Raw records:

START

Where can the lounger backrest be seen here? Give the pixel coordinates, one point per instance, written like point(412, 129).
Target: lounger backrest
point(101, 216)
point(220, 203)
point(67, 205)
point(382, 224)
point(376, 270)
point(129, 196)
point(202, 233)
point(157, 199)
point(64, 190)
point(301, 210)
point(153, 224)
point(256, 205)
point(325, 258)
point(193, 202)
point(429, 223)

END

Exercise instructions: Please rewrite the items, swapping every "lounger backrest" for "sunbed backrest" and leaving everything else unchanged.

Exercise result:
Where can the sunbed backrest be seen here? Give the pixel coordinates, one point per instance, written like point(412, 129).
Target: sunbed backrest
point(101, 216)
point(220, 203)
point(67, 205)
point(382, 224)
point(376, 270)
point(129, 196)
point(202, 233)
point(157, 199)
point(64, 190)
point(301, 210)
point(153, 224)
point(256, 205)
point(325, 258)
point(193, 202)
point(429, 223)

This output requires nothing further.